** BEGIN Data listing **

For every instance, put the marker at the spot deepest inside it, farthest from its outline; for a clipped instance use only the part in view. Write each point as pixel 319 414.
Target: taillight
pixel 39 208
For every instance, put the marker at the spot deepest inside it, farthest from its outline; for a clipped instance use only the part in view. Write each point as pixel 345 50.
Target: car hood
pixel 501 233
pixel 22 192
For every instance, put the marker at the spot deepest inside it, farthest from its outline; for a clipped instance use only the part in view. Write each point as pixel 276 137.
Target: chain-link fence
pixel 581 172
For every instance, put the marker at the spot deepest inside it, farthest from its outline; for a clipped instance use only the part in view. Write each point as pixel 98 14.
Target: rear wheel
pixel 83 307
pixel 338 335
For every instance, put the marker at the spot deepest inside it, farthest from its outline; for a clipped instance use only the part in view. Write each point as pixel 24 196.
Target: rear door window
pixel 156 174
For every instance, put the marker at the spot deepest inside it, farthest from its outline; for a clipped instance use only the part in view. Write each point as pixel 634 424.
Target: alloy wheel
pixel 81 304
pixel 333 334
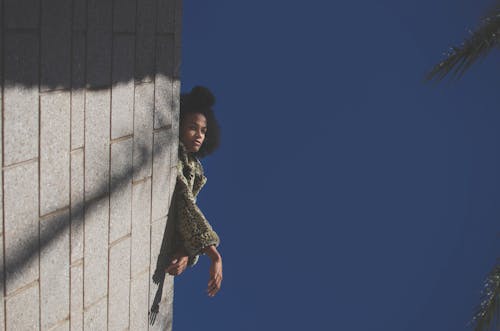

** END Data listing **

Task prompt
Please format every line of the data above as a numbered list, skipping any blank lines. Leave the pictures out of your answer.

Task answer
1. For every instance, put the marker at the spot deepest inside it, farthest from its outline; for a clipped instance use only the part in view. Write each point as pixel 319 414.
2. Target: taillight
3. pixel 39 208
4. For every instance, put the marker at the spot deepest inside it, farthest from its outline; for a clipped instance use only the part in view. Write each point as pixel 345 50.
5. Target: car hood
6. pixel 501 233
7. pixel 22 192
8. For every instance, put the marker at the spot deepest inside it, farthest from its outline; for a clipped instance use only the part in view. Write each point as pixel 276 137.
9. Target: chain-link fence
10. pixel 581 172
11. For every instance, put the marker at the spot deepest inside it, farthest from its outline; for a clipped instance use only the part in view. Write each point as pixel 98 14.
12. Target: rear wheel
13. pixel 83 307
14. pixel 338 335
15. For every instance, put the marker at the spot deepest inside it, farthest from its outline; for a clipped instance use only the part in view. Write each point as pixel 24 196.
16. Target: rear door window
17. pixel 156 174
18. For every instance, put the marker at the spot deepest inside it, farthest from its outline; for a clipped instance use only the part in view. Write each point as pixel 634 424.
19. Target: alloy wheel
20. pixel 81 304
21. pixel 333 334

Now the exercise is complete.